2024年12月15日日曜日

Joan Osborne “How Sweet It Is”

Smiling Faces Sometime

2002年。映画「永遠のモータウン」“Standing In The Shadows Of Motown” のサントラ盤と同じ年に出された、ジョーン・オズボーンのアルバム。
映画にも収録された彼女とファンク・ブラザーズの共演をきっかけに、制作された(ウィキペディアより)というこちらは、モータウンの曲を含みつつ、さらに間口を広げて60年代から70年代にかけての名曲カバー集。

“I’ll Be Around” The Spinners - 1972
“Think” Aretha Franklin - 1968
“How Sweet It Is (To Be Loved by You)” Marvin Gaye - 1965
“Smiling Faces Sometimes” The Temptations - 1971
“Love’s in Need of Love Today” Stevie Wonder - 1976
“These Arms of Mine” Otis Redding - 1962
“Only You Know and I Know” Dave Mason - 1970
“War” The Temptations - 1970
“Why Can’t We Live Together” Timmy Thomas - 1972
“Bold as Love” Jimi Hendrix Experience - 1967
“The Weight” The Band - 1968
“Everybody Is a Star” Sly and the Family Stone - 1969

あの時代、あの有名曲、な選曲でありますが、アルバムを通して聴けばごく自然に気持ち良く。ありがちな、名曲をレトロに再現しようとか、黒っぽくしようとか、あるいは自分が好きな歌への愛を形にしようとか、そういった(ちょっと外しがちな)力みがなく。
今日現在の、普段使いの曲、そんな感覚でしょうか。ジョーン・オズボーンという方、さらりと素直に歌いつつも。シンプルながら、なにかロックなところの音は伝わってきたりして。

ミシェル・ンデゲオチェロ Me’Shell NdegéOcello がベースで参加したのは、モータウンの大有名曲。オリジナルのテンプテーションズ The Temptations やアンディスピューテッド・トゥルース The Undisputed Truth のバージョンと違って、ここではノリ良くコンパクトに。

### データ一覧:
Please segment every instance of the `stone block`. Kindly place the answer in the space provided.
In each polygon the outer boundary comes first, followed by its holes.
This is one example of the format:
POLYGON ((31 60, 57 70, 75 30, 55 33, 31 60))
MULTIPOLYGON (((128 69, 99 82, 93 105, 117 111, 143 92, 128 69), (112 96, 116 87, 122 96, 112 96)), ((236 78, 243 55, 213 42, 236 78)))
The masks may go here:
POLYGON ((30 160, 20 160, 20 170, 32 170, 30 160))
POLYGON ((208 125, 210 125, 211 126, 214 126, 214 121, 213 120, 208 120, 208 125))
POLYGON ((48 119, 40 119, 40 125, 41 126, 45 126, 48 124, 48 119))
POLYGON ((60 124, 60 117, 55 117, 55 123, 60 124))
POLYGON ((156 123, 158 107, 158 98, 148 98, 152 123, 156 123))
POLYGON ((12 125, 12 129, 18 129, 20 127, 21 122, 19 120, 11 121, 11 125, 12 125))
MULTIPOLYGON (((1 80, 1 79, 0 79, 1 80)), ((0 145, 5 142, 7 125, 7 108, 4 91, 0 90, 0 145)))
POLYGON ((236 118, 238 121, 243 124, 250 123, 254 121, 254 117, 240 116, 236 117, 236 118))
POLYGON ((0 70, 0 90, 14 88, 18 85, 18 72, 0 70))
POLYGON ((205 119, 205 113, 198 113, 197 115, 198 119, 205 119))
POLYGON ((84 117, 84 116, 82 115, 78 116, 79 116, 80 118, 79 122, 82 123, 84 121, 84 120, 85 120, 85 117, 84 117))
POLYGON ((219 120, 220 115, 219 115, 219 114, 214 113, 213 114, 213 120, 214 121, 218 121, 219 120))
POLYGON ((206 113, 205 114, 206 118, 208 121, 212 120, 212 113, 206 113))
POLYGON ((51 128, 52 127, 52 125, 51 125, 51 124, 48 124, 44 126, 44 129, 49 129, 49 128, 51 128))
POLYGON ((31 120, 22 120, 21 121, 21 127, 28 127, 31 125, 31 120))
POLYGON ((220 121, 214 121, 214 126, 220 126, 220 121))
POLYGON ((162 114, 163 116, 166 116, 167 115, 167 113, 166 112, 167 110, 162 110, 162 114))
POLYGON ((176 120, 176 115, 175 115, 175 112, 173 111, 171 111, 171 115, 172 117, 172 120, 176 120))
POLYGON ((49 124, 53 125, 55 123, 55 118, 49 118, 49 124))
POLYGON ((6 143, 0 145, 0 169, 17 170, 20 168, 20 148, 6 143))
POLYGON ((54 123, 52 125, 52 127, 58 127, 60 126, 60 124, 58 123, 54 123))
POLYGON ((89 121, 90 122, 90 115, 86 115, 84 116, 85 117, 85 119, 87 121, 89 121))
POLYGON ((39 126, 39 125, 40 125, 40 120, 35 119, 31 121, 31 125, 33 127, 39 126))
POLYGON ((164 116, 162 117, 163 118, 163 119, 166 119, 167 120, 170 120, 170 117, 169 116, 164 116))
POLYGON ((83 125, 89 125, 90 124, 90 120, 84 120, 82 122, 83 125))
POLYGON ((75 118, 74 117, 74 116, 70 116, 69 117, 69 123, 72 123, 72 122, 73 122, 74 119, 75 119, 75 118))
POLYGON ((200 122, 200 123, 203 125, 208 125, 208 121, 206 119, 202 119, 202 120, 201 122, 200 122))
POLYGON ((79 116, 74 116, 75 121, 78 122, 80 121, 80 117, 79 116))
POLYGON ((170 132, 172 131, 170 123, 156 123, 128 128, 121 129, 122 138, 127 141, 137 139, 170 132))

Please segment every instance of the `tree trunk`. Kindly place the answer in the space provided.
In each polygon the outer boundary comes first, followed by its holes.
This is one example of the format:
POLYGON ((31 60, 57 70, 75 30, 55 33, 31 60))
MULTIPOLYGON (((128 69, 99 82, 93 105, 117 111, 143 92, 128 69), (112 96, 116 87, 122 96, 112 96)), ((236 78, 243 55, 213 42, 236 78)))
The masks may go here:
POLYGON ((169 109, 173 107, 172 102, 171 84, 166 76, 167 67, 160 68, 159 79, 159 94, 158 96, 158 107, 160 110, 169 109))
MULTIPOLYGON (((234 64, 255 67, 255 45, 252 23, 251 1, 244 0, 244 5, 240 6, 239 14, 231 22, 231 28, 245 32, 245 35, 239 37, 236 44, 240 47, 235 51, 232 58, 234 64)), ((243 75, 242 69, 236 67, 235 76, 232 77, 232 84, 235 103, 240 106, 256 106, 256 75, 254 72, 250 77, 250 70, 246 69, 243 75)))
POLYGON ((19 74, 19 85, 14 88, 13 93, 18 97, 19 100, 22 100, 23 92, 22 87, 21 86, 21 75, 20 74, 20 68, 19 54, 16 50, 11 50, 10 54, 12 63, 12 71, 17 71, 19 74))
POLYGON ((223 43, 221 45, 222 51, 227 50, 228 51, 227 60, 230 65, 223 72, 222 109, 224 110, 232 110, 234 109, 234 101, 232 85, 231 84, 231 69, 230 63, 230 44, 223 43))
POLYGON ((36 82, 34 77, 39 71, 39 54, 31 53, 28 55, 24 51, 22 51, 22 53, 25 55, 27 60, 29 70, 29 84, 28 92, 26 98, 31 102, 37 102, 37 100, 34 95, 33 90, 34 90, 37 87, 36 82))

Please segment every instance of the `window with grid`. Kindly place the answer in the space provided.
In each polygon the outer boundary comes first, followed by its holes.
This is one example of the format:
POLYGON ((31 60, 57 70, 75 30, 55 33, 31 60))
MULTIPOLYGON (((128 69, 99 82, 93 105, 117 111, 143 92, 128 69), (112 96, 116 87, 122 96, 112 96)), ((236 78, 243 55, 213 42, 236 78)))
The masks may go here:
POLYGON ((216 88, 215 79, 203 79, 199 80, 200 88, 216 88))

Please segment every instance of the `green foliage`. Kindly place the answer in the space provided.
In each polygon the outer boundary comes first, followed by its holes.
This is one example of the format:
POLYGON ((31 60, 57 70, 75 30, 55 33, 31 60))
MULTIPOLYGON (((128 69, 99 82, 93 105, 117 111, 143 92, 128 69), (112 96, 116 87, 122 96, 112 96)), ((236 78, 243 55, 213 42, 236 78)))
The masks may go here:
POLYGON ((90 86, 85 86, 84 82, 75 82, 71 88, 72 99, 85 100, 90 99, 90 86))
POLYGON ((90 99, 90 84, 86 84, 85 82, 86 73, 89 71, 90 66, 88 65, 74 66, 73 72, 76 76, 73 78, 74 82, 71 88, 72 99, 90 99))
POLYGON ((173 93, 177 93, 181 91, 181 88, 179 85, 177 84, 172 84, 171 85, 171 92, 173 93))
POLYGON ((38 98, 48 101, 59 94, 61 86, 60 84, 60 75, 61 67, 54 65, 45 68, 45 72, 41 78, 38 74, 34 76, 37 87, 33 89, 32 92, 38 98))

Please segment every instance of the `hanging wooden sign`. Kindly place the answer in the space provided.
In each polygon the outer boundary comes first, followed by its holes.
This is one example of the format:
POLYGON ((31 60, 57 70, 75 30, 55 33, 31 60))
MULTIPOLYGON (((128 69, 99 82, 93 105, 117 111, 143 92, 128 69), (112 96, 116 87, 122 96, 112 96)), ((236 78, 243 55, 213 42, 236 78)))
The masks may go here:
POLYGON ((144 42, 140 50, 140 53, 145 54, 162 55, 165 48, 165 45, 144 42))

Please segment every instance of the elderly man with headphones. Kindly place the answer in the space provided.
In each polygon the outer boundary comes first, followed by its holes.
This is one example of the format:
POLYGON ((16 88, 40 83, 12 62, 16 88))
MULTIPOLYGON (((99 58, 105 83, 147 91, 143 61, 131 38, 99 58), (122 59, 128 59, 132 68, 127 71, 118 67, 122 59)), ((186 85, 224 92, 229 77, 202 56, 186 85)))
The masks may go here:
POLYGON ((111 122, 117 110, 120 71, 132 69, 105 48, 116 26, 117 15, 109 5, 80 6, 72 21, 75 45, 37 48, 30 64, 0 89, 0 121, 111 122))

### 課題:
A) アルバム紹介文から、「あの時代、あの有名曲、な選曲」から「Undisputed Truth のバージョンと違って、ここではノリ良くコンパクトに。」までを、両端の語句も含めてそのまま抜き出してください。
B) アルバム紹介文の次の一文を英語に訳してください。「映画にも収録された彼女とファンク・ブラザーズの共演をきっかけに、制作された(ウィキペディアより)というこちらは、モータウンの曲を含みつつ、さらに間口を広げて60年代から70年代にかけての名曲カバー集。」

### 各課題の答え:
A)
あの時代、あの有名曲、な選曲でありますが、アルバムを通して聴けばごく自然に気持ち良く。ありがちな、名曲をレトロに再現しようとか、黒っぽくしようとか、あるいは自分が好きな歌への愛を形にしようとか、そういった(ちょっと外しがちな)力みがなく。
今日現在の、普段使いの曲、そんな感覚でしょうか。ジョーン・オズボーンという方、さらりと素直に歌いつつも。シンプルながら、なにかロックなところの音は伝わってきたりして。

ミシェル・ンデゲオチェロ Me’Shell NdegéOcello がベースで参加したのは、モータウンの大有名曲。オリジナルのテンプテーションズ The Temptations やアンディスピューテッド・トゥルース The Undisputed Truth のバージョンと違って、ここではノリ良くコンパクトに。

B) This album, which (according to Wikipedia) was made following her performance with the Funk Brothers that was also included in the film, is a collection of covers of classic songs from the 1960s through the 1970s that includes Motown songs while casting a wider net.